Il secondo rilievo riguarda i presupposti musicologici: il Vespro è lavoro extra liturgico e, per la stessa struttura, non può essere assimilato ad alcuna funzione religiosa. Che senso ha aggiungere tra un salmo e l’altro delle antifone tratte dal messale gregoriano? A parte l’arbitrio della scelta delle medesime, è l’intento ad essere scorretto: cercare di trovare agganci alla liturgia tradisce le finalità dell’autore! Purtroppo oggi è prassi comune l’inserimento di brani gregoriani scelti dall’esecutore. E’ certamente un peccato veniale e, seppur scelta musicologicamente scorretta, non è priva di un certo fascino estetico, se ben fatta: qui è fatta molto male, con un corista che corre dietro al palco per raggiungere gli altri (all’estremo opposto) e cantare l’antifona, e senza nessuna continuità con la struttura musicale (le lunghe pause che ne inframezzano l’esecuzione sono mortifere). Infine trovo di cattivo gusto concludere il Vespro non con l’Amen di Monteverdi, ma dopo la fine dello stesso, con un’ultima antifona salmodiata dal solito gruppetto con corista corridore!
Alla fine successo trionfale, tributato da un pubblico disattento e poco consapevole di quel che stava ascoltando (taluno si “stupiva” del fatto che venisse eseguita la “versione in latino”…). Evidentemente soddisfatto per i tanti applausi (francamente eccessivi) il simpatico Koopman, tra plateali strette di mano a tutti i suoi collaboratori e sorrisi che avrebbero fatto invidia all’attuale presidente del consiglio, ha concesso un bis! Serata tutto sommato piacevole (grazie a Monteverdi e alla splendida chiesa di San Marcellino), ma priva di quel trasporto che una musica di questo genere dovrebbe suscitare! Continuo a suggerire le belle incisioni di Gardiner, Garrido o Savall.

[Voci tratte da una raccolta]

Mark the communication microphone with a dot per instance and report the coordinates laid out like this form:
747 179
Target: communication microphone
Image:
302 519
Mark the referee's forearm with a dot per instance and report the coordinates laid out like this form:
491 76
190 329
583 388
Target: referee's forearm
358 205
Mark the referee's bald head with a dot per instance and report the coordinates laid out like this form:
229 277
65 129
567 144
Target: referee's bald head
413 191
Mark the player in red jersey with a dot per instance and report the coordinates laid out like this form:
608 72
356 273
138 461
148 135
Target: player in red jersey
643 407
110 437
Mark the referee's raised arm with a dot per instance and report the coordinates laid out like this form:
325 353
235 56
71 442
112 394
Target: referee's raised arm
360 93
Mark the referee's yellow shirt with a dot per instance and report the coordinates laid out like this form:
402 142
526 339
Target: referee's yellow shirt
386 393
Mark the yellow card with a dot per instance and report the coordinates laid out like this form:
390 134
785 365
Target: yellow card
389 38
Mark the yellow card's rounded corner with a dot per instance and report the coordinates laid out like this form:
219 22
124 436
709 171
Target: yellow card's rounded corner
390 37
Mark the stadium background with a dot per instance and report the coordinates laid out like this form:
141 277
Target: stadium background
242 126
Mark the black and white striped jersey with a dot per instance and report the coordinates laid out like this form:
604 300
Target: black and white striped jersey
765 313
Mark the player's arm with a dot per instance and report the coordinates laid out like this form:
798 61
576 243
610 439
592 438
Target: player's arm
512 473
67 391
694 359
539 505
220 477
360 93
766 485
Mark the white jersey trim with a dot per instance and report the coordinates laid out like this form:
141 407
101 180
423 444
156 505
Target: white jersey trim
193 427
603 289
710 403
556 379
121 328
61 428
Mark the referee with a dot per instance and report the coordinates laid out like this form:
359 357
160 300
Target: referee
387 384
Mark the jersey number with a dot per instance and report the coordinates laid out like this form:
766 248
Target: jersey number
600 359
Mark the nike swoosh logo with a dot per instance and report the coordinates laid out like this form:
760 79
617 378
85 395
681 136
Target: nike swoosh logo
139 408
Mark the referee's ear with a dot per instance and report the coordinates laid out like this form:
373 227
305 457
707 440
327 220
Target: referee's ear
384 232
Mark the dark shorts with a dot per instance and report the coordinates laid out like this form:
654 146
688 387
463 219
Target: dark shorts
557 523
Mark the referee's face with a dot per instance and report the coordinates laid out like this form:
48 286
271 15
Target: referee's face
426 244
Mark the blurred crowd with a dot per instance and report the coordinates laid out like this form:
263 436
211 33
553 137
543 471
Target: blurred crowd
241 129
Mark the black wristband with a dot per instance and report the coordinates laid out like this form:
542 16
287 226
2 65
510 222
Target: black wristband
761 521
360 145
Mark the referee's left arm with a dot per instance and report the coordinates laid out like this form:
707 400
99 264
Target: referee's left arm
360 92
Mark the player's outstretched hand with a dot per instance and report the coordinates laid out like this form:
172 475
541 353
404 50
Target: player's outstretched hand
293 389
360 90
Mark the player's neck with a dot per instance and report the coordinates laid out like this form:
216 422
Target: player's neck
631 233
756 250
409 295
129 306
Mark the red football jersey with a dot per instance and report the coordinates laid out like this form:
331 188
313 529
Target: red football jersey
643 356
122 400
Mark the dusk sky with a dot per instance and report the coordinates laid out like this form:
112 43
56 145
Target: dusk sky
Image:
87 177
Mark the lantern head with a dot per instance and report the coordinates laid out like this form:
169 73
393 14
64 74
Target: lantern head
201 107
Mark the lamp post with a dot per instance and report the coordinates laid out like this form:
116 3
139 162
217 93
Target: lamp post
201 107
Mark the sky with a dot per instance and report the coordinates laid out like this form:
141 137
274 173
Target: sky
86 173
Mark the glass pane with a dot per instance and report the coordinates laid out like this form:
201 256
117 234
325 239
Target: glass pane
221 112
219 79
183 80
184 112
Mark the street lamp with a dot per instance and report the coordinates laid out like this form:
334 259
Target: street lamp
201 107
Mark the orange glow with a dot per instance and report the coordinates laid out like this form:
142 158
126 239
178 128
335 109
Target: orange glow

**Obiettivo 1**
Quali incisioni si continuano a suggerire nella recensione del concerto?
**Obiettivo 2**
Ripeti alla lettera il passo della recensione del concerto che si apre con le parole contenenti "Alla fine successo" e si chiude con "Garrido o Savall.".
Le voci sono materiale a sé, distinto dal testo.

**Soluzione 1**
Le incisioni di Gardiner, Garrido o Savall.

**Soluzione 2**
Alla fine successo trionfale, tributato da un pubblico disattento e poco consapevole di quel che stava ascoltando (taluno si “stupiva” del fatto che venisse eseguita la “versione in latino”…). Evidentemente soddisfatto per i tanti applausi (francamente eccessivi) il simpatico Koopman, tra plateali strette di mano a tutti i suoi collaboratori e sorrisi che avrebbero fatto invidia all’attuale presidente del consiglio, ha concesso un bis! Serata tutto sommato piacevole (grazie a Monteverdi e alla splendida chiesa di San Marcellino), ma priva di quel trasporto che una musica di questo genere dovrebbe suscitare! Continuo a suggerire le belle incisioni di Gardiner, Garrido o Savall.